◆ **What to work on**
[1] In the article below about the Family Holiday Charity, transcribe the passage between "- In the general" and "get them travelling.", inclusive.
[2] Condense the paragraph in the article below about the Family Holiday Charity that begins "In the meantime, it costs" into one or two shorter sentences, keeping its main facts.

◆ **Source extract**
····················
A travel agency boss has urged the trade to support efforts by the Family Holiday Charity to provide breaks for struggling families.
The call came from Advantage Travel Partnership chief executive Julia Lo Bue-Said as the charity revealed that a record 1,854 families were helped with trips in 2022 thanks to additional finding from VisitEngland and the government.
However, research found that almost half of families had never travelled before and around eight million people pre-Covid had not taken a holiday.
New data reveals that:
- Around 25% of families in the UK have three or more dependent children. For the families supported by Family Holiday Charity, it’s more like 40%.
- One in four people will experience a mental health issue each year. For the families supported by Family Holiday Charity, the figure is double – around one in two.
- Around one in 20 families in the general population have experienced domestic abuse. For the families supported the charity, it is almost one in three.
- In the general population seven in 100 children are young carers for a parent or sibling, but for the families supported by the charity it is as high as one in five.
Lo Bue-Said, a trustee of the charity, called for cohesion on understanding why customers are not travelling and working with it to break down the barriers to tourism.
She said: “Together, we should learn more about the estimated 8 million people who aren’t going on holiday – if we understand why, we’ll know how we can work together to address the barriers and get them travelling.
“We can do this by bringing together the evidence and impetus to build change inside and outside the sector, so more children and young people go on to feel the positive benefits of a holiday for themselves.
“In the meantime, it costs the Family Holiday Charity around £600 to give a whole family their first tourism experience. The more funds the charity has the more chance we have to showcase the tourism experience to them first hand and motivate and inspire them to include travel in their lives in the future.”
Family Holiday Charity chief executive Kat Lee said: “The issues these families are facing are real and obviously preventing access to tourism.
“But should they have to? By choosing to understand the barriers families face to going on holiday it’s possible that we can give them tourism experiences that change attitudes to tourism and make tourism more accessible – something everyone in the sector can get behind as it improves everyone’s quality of life and also brings a new market opportunity, too.
“If you have never had a tourism opportunity you don’t know to prioritise it, or what it can bring to you or your family. When we show people and they feel it, they embrace it.”
····················
◆ **Collected material**
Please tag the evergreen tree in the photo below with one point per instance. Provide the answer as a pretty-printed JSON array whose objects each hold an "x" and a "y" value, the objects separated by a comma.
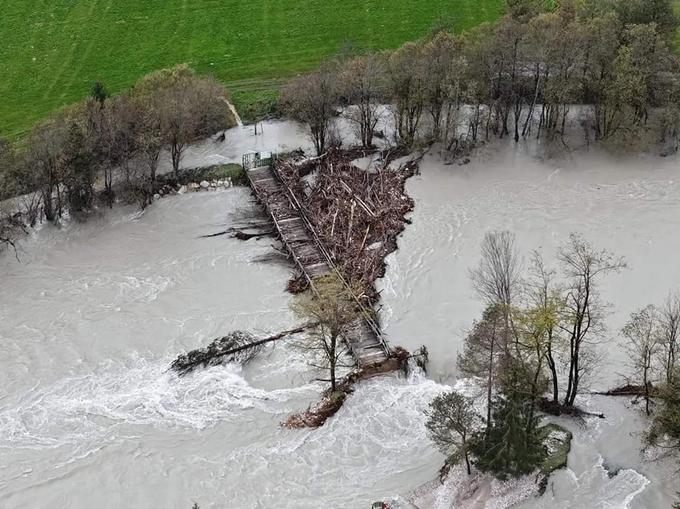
····················
◆ **Problem solutions**
[1]
- In the general population seven in 100 children are young carers for a parent or sibling, but for the families supported by the charity it is as high as one in five.
Lo Bue-Said, a trustee of the charity, called for cohesion on understanding why customers are not travelling and working with it to break down the barriers to tourism.
She said: “Together, we should learn more about the estimated 8 million people who aren’t going on holiday – if we understand why, we’ll know how we can work together to address the barriers and get them travelling.

[2] Giving a whole family its first tourism experience costs the Family Holiday Charity about £600. More funds would give the charity more chances to show families tourism firsthand and to motivate and inspire them to include travel in their lives in the future.